→ WORK ORDER
Return all of the entries below, word for word. Omit each picture.

→ PROVIDED INFORMATION
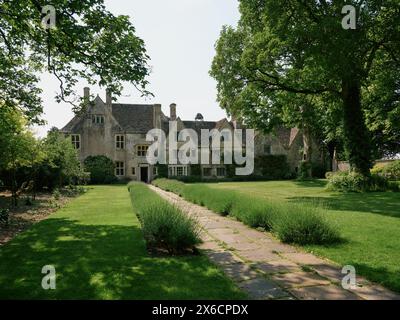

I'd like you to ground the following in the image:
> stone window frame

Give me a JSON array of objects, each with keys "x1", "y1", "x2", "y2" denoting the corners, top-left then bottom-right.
[
  {"x1": 264, "y1": 144, "x2": 272, "y2": 155},
  {"x1": 71, "y1": 134, "x2": 81, "y2": 150},
  {"x1": 216, "y1": 167, "x2": 226, "y2": 177},
  {"x1": 131, "y1": 167, "x2": 136, "y2": 176},
  {"x1": 169, "y1": 165, "x2": 188, "y2": 177},
  {"x1": 115, "y1": 134, "x2": 125, "y2": 150},
  {"x1": 137, "y1": 145, "x2": 149, "y2": 157},
  {"x1": 92, "y1": 114, "x2": 105, "y2": 124},
  {"x1": 203, "y1": 167, "x2": 212, "y2": 177},
  {"x1": 115, "y1": 161, "x2": 125, "y2": 176}
]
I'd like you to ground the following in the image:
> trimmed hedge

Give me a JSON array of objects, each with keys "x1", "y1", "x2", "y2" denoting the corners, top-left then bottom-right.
[
  {"x1": 152, "y1": 179, "x2": 340, "y2": 246},
  {"x1": 128, "y1": 182, "x2": 201, "y2": 253},
  {"x1": 84, "y1": 155, "x2": 117, "y2": 184}
]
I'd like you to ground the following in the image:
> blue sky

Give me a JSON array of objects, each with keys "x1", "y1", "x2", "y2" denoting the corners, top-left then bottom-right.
[{"x1": 34, "y1": 0, "x2": 240, "y2": 137}]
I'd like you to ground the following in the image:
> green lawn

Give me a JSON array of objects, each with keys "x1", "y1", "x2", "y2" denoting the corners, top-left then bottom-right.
[
  {"x1": 0, "y1": 185, "x2": 244, "y2": 299},
  {"x1": 204, "y1": 180, "x2": 400, "y2": 292}
]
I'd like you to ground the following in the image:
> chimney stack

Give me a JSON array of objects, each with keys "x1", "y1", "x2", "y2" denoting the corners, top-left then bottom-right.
[
  {"x1": 106, "y1": 88, "x2": 112, "y2": 107},
  {"x1": 84, "y1": 87, "x2": 90, "y2": 100},
  {"x1": 170, "y1": 103, "x2": 177, "y2": 121},
  {"x1": 153, "y1": 104, "x2": 161, "y2": 129}
]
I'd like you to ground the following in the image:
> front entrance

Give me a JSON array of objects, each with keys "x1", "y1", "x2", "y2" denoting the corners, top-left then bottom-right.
[{"x1": 140, "y1": 167, "x2": 149, "y2": 183}]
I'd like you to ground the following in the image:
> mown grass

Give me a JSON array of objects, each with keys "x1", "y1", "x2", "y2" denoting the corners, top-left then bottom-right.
[
  {"x1": 153, "y1": 179, "x2": 340, "y2": 246},
  {"x1": 204, "y1": 180, "x2": 400, "y2": 293},
  {"x1": 0, "y1": 185, "x2": 245, "y2": 299}
]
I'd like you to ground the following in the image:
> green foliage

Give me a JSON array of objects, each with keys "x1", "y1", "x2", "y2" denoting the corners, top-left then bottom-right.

→ OUTPUT BELOW
I'd like you to ground the following in the image:
> stone window frame

Give me a JSON array of objects, each with keys "x1", "y1", "x2", "y2" denoting the corners, top-left then bottom-right.
[
  {"x1": 264, "y1": 144, "x2": 272, "y2": 155},
  {"x1": 71, "y1": 134, "x2": 81, "y2": 150},
  {"x1": 216, "y1": 167, "x2": 226, "y2": 177},
  {"x1": 131, "y1": 167, "x2": 136, "y2": 176},
  {"x1": 169, "y1": 165, "x2": 188, "y2": 177},
  {"x1": 115, "y1": 134, "x2": 125, "y2": 150},
  {"x1": 137, "y1": 145, "x2": 149, "y2": 157},
  {"x1": 92, "y1": 114, "x2": 105, "y2": 124},
  {"x1": 203, "y1": 167, "x2": 212, "y2": 177},
  {"x1": 115, "y1": 161, "x2": 125, "y2": 176}
]
I'd like you to ground the following in the image:
> trimmed hedge

Give me a JSON array of objects, each with keys "x1", "y1", "x2", "y2" denoting the corners, top-left then bottom-right.
[
  {"x1": 152, "y1": 179, "x2": 340, "y2": 246},
  {"x1": 128, "y1": 182, "x2": 201, "y2": 253},
  {"x1": 84, "y1": 155, "x2": 117, "y2": 184}
]
I'd like you to ground the following in the image:
> blue sky

Give me a JSON array of objects, each with keys "x1", "y1", "x2", "y2" denoting the corners, top-left then bottom-right.
[{"x1": 34, "y1": 0, "x2": 240, "y2": 137}]
I'd like you to ground the following in the image:
> green lawn

Give me a JSON array of objects, each with keys "x1", "y1", "x2", "y2" denoting the corners, top-left then bottom-right.
[
  {"x1": 0, "y1": 185, "x2": 244, "y2": 299},
  {"x1": 204, "y1": 180, "x2": 400, "y2": 292}
]
I'd like you to ground the following in the image:
> chimney stack

Give me a JSON array of objects, each with keys "x1", "y1", "x2", "y2" denoting the corners, top-left then bottom-right.
[
  {"x1": 106, "y1": 88, "x2": 112, "y2": 107},
  {"x1": 84, "y1": 87, "x2": 90, "y2": 100},
  {"x1": 170, "y1": 103, "x2": 177, "y2": 121},
  {"x1": 153, "y1": 104, "x2": 161, "y2": 129}
]
I'd like you to ground the following in the image:
> front entrance

Give me a JSON array of objects, each with keys "x1", "y1", "x2", "y2" denoting the corners, top-left then bottom-right.
[{"x1": 140, "y1": 167, "x2": 149, "y2": 183}]
I'd like you to ground the following in the image:
> mown grass

Give me a JSON array of objects, each with keys "x1", "y1", "x2", "y2" denoting the corners, top-left then bottom-right.
[
  {"x1": 153, "y1": 179, "x2": 340, "y2": 246},
  {"x1": 204, "y1": 180, "x2": 400, "y2": 293},
  {"x1": 0, "y1": 185, "x2": 245, "y2": 299}
]
I'd like you to ground the following in the image:
> green foliage

Give me a JSON array of objects, each with keys "x1", "y1", "x2", "y2" denoting the corners, top-left then bottom-right.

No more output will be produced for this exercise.